**PASSAGE GIVEN**
--- --- ---
[proofplan]
We first prove the reflexivity of $L^p(\Omega)$ from the standard $L^p$ duality theorem: for $1<p<\infty$, the dual of $L^p$ is represented by $L^{p'}$, and applying the same theorem to $L^{p'}$ makes the canonical embedding into the bidual surjective. For the [Sobolev space](/page/Sobolev%20Space), we identify $W^{1,p}(\Omega)$ with the graph of the weak-gradient operator inside the finite product $L^p(\Omega)^{n+1}$. The product is reflexive because finite products of reflexive Banach spaces are reflexive, and the graph is closed because strong $L^p$ limits preserve the [distributional derivative](/page/Distributional%20Derivative) identity. Finally, a closed linear subspace of a reflexive [Banach space](/page/Banach%20Space) is reflexive.
--- --- ---
**COLLECTED MATERIAL**

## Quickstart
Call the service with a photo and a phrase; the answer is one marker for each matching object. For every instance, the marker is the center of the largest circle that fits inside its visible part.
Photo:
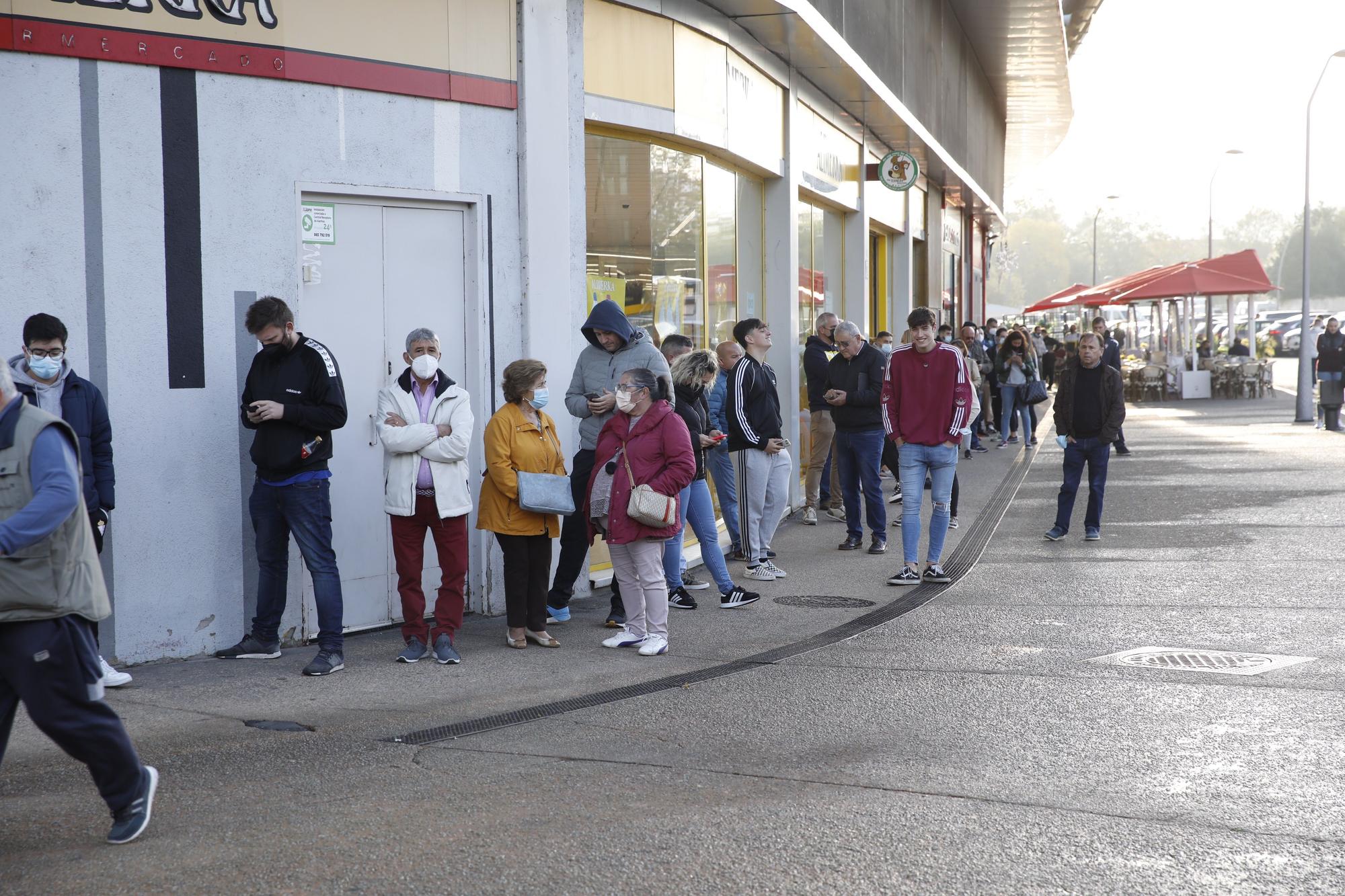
--- --- ---
**WHAT YOU ARE ASKED TO DO**
Return the stretch of the reflexivity proof plan from "[proofplan]" through "space](/page/Banach%20Space) is reflexive.", copied word for word.

**RESULT OF THIS EXERCISE**
[proofplan]
We first prove the reflexivity of $L^p(\Omega)$ from the standard $L^p$ duality theorem: for $1<p<\infty$, the dual of $L^p$ is represented by $L^{p'}$, and applying the same theorem to $L^{p'}$ makes the canonical embedding into the bidual surjective. For the [Sobolev space](/page/Sobolev%20Space), we identify $W^{1,p}(\Omega)$ with the graph of the weak-gradient operator inside the finite product $L^p(\Omega)^{n+1}$. The product is reflexive because finite products of reflexive Banach spaces are reflexive, and the graph is closed because strong $L^p$ limits preserve the [distributional derivative](/page/Distributional%20Derivative) identity. Finally, a closed linear subspace of a reflexive [Banach space](/page/Banach%20Space) is reflexive.